**Your goal**
Write the entries below again, precisely as they appear.

Content starts

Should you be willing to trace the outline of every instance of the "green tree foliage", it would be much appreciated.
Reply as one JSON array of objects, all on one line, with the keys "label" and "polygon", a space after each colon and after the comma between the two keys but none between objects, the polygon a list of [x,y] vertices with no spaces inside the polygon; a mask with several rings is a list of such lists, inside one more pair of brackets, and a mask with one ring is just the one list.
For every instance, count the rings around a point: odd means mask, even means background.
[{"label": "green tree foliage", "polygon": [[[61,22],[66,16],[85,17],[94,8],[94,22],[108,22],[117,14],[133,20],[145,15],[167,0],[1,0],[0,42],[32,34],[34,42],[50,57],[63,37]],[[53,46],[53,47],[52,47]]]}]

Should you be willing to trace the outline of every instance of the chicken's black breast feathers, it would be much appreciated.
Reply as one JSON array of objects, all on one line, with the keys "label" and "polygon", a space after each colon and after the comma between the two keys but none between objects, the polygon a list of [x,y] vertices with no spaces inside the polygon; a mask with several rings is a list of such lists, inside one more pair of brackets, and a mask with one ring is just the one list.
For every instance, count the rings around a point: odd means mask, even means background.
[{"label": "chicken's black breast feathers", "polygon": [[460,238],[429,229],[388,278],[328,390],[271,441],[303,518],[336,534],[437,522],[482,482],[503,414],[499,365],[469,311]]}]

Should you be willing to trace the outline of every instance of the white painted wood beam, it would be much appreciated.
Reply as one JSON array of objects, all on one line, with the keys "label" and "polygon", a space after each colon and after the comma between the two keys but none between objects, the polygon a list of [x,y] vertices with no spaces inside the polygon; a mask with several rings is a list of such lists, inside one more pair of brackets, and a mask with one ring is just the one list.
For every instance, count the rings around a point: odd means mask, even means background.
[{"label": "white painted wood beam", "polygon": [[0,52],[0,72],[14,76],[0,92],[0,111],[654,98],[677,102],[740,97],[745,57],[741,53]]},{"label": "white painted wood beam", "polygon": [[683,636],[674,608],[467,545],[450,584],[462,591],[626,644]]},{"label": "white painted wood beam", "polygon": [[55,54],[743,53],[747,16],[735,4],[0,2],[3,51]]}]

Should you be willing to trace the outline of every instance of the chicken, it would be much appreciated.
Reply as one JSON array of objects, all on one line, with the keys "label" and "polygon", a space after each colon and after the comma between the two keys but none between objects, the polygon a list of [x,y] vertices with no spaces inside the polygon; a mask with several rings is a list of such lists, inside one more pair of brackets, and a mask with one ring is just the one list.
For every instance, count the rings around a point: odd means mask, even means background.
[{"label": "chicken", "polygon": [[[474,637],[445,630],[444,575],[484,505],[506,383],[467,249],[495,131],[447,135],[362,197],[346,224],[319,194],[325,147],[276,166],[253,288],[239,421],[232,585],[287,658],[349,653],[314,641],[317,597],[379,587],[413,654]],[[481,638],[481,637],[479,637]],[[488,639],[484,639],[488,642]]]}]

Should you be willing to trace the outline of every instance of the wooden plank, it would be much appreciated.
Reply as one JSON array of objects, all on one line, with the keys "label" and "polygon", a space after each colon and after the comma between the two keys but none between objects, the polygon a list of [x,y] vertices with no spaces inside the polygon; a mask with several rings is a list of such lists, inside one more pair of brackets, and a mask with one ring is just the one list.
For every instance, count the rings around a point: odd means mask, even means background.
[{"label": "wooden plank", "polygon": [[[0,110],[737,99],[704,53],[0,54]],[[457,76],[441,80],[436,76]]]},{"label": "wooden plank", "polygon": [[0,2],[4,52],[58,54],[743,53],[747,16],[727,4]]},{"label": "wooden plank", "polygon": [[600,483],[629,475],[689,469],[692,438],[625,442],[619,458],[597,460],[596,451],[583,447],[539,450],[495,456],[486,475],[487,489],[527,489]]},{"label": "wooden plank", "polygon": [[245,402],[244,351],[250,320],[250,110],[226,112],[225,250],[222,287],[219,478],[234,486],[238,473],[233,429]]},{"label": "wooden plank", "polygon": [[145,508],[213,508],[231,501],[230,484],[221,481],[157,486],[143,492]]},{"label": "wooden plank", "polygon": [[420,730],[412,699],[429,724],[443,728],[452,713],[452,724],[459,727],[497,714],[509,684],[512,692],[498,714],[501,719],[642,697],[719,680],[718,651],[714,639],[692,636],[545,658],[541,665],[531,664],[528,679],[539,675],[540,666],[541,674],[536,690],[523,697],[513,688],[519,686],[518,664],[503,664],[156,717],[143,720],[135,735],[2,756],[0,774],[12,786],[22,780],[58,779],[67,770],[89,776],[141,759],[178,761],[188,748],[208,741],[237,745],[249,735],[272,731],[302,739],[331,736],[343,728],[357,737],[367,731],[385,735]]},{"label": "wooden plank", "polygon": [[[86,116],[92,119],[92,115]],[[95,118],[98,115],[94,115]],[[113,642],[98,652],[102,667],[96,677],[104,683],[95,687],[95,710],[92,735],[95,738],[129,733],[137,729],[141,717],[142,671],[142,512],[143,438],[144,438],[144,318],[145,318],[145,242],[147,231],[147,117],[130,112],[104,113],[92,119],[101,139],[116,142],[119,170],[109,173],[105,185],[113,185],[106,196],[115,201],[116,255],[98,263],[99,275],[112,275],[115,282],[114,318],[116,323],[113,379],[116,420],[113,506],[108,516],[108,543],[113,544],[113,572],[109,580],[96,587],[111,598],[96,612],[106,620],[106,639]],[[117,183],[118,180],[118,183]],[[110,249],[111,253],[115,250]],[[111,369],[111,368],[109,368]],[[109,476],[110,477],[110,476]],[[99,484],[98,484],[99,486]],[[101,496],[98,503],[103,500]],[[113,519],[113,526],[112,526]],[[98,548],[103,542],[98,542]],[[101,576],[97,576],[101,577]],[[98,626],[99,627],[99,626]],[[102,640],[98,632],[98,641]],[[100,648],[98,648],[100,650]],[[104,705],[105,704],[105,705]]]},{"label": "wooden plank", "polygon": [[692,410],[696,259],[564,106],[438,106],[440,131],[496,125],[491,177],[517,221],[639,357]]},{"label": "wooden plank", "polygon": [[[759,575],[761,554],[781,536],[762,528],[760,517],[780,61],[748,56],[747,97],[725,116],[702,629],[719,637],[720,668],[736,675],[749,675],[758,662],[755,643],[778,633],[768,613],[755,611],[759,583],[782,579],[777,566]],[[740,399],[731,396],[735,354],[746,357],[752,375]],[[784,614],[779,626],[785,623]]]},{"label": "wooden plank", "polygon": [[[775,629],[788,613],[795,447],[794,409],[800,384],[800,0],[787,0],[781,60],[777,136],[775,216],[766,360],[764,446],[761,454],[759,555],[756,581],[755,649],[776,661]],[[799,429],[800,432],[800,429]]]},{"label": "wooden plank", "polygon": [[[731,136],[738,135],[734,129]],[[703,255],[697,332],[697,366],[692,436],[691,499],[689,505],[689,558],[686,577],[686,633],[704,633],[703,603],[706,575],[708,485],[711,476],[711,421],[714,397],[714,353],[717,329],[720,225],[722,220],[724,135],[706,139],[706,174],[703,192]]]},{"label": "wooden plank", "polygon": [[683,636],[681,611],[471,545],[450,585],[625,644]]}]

Content ends

**Reply**
Should you be willing to trace the outline of every instance of the "green tree foliage", it would be much appreciated.
Reply as one JSON array of objects, all on one line, with the keys "label" and "polygon", a space after each colon and after the comma between the two keys but none between objects, the polygon a list of [x,y] vertices with no spaces inside the polygon; a mask with several rings is a list of such lists, inside one more pair of brackets, and a mask with one ring is just the one list.
For every instance, count the rings around a point: odd means mask, even means background.
[{"label": "green tree foliage", "polygon": [[[61,22],[66,16],[85,17],[94,8],[94,22],[108,22],[117,14],[133,20],[145,15],[167,0],[1,0],[0,42],[32,34],[34,42],[50,57],[63,37]],[[53,46],[53,47],[52,47]]]}]

Should you be willing to trace the outline of every instance of the chicken's black breast feathers, it would be much appreciated.
Reply as one JSON array of objects, all on one line, with the keys "label" and "polygon", a space after each colon and after the comma between the two keys but none between objects, the polygon a list of [x,y] vertices with no spaces inside the polygon; a mask with several rings is a list of such lists, inside one more pair of brackets, and a mask with one ring is just the one list.
For every instance, count the rings around a point: odd means mask, even means background.
[{"label": "chicken's black breast feathers", "polygon": [[460,238],[429,229],[388,278],[328,390],[271,441],[303,518],[336,534],[437,522],[482,482],[503,414],[499,365],[469,311]]}]

Should you be willing to trace the outline of every instance of the white painted wood beam, it would be much appreciated.
Reply as one JSON array of objects, all on one line, with the keys "label" and "polygon", a space after each colon and after the comma between the two keys but none between objects, the polygon a list of [x,y] vertices with no spaces inside the polygon; a mask with several rings is a list of such lists, inside one more pair of brackets, and a mask with one ring is just the one list.
For every instance, count the rings around a point: odd means mask, even means background.
[{"label": "white painted wood beam", "polygon": [[0,52],[0,72],[14,76],[0,92],[0,111],[654,98],[677,102],[740,97],[745,57],[741,53]]},{"label": "white painted wood beam", "polygon": [[683,636],[674,608],[467,545],[450,584],[462,591],[626,644]]},{"label": "white painted wood beam", "polygon": [[55,54],[743,53],[747,16],[735,4],[0,2],[3,51]]}]

Should you be willing to trace the outline of every instance of the chicken, it would be much appreciated.
Reply as one JSON array of objects, all on one line, with the keys "label" and "polygon", a space after each colon and after the comma between the two keys but none between objects, the polygon a list of [x,y] vertices with no spaces inside the polygon; a mask with several rings is a list of such lists, inside one more pair of brackets, and a mask with one ring is just the one list.
For every instance, count the rings around a point: odd means mask, even means background.
[{"label": "chicken", "polygon": [[[474,637],[445,630],[444,575],[484,505],[506,383],[467,249],[495,131],[447,135],[362,197],[346,224],[319,194],[325,147],[276,166],[253,288],[239,421],[232,585],[287,658],[349,653],[314,641],[317,597],[379,587],[413,654]],[[481,638],[481,637],[479,637]],[[488,639],[484,639],[488,642]]]}]

Should you be willing to trace the outline of every instance of the wooden plank, it would be much appreciated.
Reply as one JSON array of objects, all on one line, with the keys "label" and "polygon", a space after each colon and after the comma between the two keys but none between objects, the polygon a list of [x,y] vertices with no spaces inside the polygon; a mask with several rings is a list of such lists, inside one more pair of brackets, and a mask with one ring is just the one list.
For every instance, count the rings around a point: odd means mask, even means background.
[{"label": "wooden plank", "polygon": [[[0,110],[737,99],[704,53],[0,54]],[[457,76],[441,80],[436,76]]]},{"label": "wooden plank", "polygon": [[0,2],[4,52],[58,54],[743,53],[747,16],[727,4]]},{"label": "wooden plank", "polygon": [[600,483],[629,475],[689,469],[692,438],[625,442],[619,458],[597,460],[596,451],[583,447],[539,450],[495,456],[486,475],[487,489],[527,489]]},{"label": "wooden plank", "polygon": [[245,402],[244,351],[250,320],[250,110],[226,112],[225,250],[222,287],[219,478],[234,486],[238,473],[233,429]]},{"label": "wooden plank", "polygon": [[145,508],[213,508],[231,501],[230,484],[221,481],[157,486],[143,492]]},{"label": "wooden plank", "polygon": [[420,730],[412,699],[429,724],[443,728],[452,713],[452,724],[459,727],[497,714],[509,684],[512,692],[498,714],[501,719],[642,697],[719,680],[718,651],[714,639],[692,636],[545,658],[541,665],[531,664],[528,679],[539,675],[540,666],[541,674],[536,690],[523,697],[513,688],[519,686],[518,664],[503,664],[156,717],[143,720],[135,735],[2,756],[0,774],[12,786],[22,780],[58,779],[67,770],[89,776],[141,759],[178,761],[188,748],[208,741],[237,745],[249,735],[272,731],[302,739],[331,736],[343,728],[357,737],[367,731],[385,735]]},{"label": "wooden plank", "polygon": [[[86,116],[92,119],[92,115]],[[95,118],[98,115],[94,115]],[[113,642],[98,652],[102,667],[96,677],[104,683],[95,687],[95,710],[92,735],[95,738],[129,733],[137,729],[141,717],[142,671],[142,512],[143,438],[144,438],[144,318],[145,318],[145,242],[147,231],[147,117],[130,112],[104,113],[92,119],[101,139],[116,142],[119,170],[109,173],[105,185],[113,185],[106,196],[115,201],[116,255],[98,263],[99,275],[112,275],[115,282],[114,318],[116,323],[113,379],[116,420],[113,506],[108,516],[108,543],[113,544],[113,572],[109,580],[96,587],[111,598],[96,612],[106,620],[106,639]],[[117,183],[118,180],[118,183]],[[110,249],[111,253],[115,250]],[[111,369],[111,368],[109,368]],[[109,476],[110,477],[110,476]],[[99,484],[98,484],[99,486]],[[101,496],[98,503],[103,500]],[[113,519],[113,526],[112,526]],[[98,548],[103,542],[98,542]],[[101,576],[97,576],[101,577]],[[98,626],[99,627],[99,626]],[[102,640],[98,632],[98,641]],[[100,648],[98,648],[100,650]],[[104,705],[105,704],[105,705]]]},{"label": "wooden plank", "polygon": [[692,410],[696,259],[564,106],[438,106],[440,131],[496,125],[491,177],[517,221],[639,357]]},{"label": "wooden plank", "polygon": [[[759,575],[761,554],[781,536],[762,528],[760,517],[780,61],[748,56],[747,97],[725,116],[702,629],[719,637],[720,668],[736,675],[749,675],[758,662],[755,643],[778,633],[768,613],[755,611],[759,583],[782,579],[777,566]],[[740,399],[731,396],[735,354],[746,357],[752,375]],[[784,614],[779,626],[785,623]]]},{"label": "wooden plank", "polygon": [[[775,629],[788,613],[795,447],[794,409],[800,384],[800,0],[787,0],[781,60],[777,136],[775,216],[766,360],[764,446],[761,454],[759,555],[756,581],[755,649],[776,661]],[[799,429],[800,432],[800,429]]]},{"label": "wooden plank", "polygon": [[[731,136],[738,135],[734,129]],[[703,255],[697,332],[697,366],[692,436],[691,499],[689,505],[689,558],[686,577],[686,633],[704,633],[703,603],[706,575],[708,485],[711,476],[711,421],[714,397],[714,353],[717,329],[720,225],[722,220],[724,135],[706,139],[706,174],[703,192]]]},{"label": "wooden plank", "polygon": [[683,636],[681,611],[471,545],[450,585],[625,644]]}]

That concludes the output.